**WRITTEN REQUEST**: Copy out the records between the lines holding "the tree line" and "[(137, 24)]", inclusive, moving each pin coordinate in the answers up by 107 and keeping every other line unchanged. Leave out the pictures.

Records from a data collection
:::

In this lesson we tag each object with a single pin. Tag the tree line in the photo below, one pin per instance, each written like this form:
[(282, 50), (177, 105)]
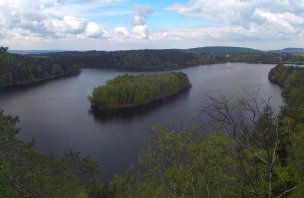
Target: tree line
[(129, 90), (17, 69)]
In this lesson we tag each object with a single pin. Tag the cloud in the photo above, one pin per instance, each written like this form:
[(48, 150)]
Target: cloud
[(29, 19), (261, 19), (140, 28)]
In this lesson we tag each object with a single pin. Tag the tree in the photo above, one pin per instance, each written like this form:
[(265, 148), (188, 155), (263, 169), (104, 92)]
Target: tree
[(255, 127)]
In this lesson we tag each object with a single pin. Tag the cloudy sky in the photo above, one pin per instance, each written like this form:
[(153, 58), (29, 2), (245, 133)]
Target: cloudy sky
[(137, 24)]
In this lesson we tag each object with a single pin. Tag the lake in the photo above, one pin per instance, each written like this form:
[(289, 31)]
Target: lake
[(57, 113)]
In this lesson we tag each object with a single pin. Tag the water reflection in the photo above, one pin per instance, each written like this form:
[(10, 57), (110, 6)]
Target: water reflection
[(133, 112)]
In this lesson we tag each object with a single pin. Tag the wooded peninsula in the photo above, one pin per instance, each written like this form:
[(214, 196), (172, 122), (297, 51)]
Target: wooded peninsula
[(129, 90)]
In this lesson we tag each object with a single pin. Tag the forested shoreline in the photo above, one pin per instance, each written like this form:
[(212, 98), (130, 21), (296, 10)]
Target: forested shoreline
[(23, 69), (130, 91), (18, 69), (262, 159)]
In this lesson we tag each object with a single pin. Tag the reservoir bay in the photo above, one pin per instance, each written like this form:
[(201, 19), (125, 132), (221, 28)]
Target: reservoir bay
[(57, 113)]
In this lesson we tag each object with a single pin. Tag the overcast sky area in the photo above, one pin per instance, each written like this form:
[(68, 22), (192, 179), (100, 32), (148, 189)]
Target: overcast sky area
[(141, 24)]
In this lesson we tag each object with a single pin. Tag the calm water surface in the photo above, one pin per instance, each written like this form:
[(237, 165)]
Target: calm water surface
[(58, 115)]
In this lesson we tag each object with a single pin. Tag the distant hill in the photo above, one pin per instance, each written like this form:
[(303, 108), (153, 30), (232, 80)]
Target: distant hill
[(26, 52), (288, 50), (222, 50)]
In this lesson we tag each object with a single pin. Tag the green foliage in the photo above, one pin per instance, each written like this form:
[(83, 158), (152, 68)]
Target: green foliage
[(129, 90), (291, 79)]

:::

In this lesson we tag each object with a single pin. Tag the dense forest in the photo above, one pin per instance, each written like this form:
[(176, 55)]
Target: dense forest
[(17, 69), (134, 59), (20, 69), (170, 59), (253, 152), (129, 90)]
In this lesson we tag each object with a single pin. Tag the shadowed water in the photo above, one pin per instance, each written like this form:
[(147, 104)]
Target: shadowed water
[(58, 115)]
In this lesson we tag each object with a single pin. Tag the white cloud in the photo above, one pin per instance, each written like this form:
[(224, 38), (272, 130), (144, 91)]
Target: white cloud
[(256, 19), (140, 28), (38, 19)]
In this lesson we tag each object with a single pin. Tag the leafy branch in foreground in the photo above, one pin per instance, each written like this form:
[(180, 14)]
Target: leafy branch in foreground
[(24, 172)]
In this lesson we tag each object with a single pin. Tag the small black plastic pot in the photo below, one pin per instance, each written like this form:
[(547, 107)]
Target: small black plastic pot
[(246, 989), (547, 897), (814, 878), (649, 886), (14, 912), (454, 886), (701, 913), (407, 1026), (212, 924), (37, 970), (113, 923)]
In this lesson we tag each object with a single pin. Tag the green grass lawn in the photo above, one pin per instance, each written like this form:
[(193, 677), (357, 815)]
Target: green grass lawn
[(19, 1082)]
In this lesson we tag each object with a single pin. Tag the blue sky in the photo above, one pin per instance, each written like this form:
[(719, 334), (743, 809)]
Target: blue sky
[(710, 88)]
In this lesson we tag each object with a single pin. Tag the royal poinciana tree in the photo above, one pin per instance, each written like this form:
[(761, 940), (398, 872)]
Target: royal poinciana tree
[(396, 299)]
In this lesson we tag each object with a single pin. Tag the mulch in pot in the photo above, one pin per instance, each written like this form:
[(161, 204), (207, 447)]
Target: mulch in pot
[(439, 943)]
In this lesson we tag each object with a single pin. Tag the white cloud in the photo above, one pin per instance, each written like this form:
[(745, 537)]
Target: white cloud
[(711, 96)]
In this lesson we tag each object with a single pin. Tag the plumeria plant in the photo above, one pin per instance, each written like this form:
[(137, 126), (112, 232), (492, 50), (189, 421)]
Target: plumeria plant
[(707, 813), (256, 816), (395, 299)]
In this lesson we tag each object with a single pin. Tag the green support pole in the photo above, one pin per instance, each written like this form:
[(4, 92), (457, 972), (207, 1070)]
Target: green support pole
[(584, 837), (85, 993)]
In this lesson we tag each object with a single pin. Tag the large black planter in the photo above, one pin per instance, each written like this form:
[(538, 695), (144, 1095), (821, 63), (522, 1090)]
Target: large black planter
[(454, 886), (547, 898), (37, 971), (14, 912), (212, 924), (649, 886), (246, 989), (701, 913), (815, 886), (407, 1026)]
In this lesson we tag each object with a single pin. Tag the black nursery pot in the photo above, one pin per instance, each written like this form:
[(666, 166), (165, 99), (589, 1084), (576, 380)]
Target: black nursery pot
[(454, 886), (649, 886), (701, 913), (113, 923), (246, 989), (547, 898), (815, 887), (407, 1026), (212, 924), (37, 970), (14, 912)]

:::

**TASK OUTPUT**:
In this lesson we tag each object with a single pin. Tag the tree line in the photo below, one pin per instance, each written like this form:
[(282, 50), (177, 105)]
Target: tree line
[(236, 197), (124, 176)]
In this lesson we tag each object with a single pin. Tag the cloud in the photo above, one pin per instance, each written like this form:
[(48, 150)]
Target: cloud
[(136, 126), (368, 126), (247, 135)]
In this lesson we tag each object with a single pin. Tag the tree in the photo above, one pin per instance, each written like this form:
[(265, 148), (188, 155), (263, 169), (104, 92)]
Target: tree
[(362, 234)]
In this lesson we tag each object with a single pin. Tag the cloudy sky in the photo above, one pin per instance, each written like this form:
[(153, 58), (29, 2), (245, 133)]
Target: cloudy sky
[(244, 131)]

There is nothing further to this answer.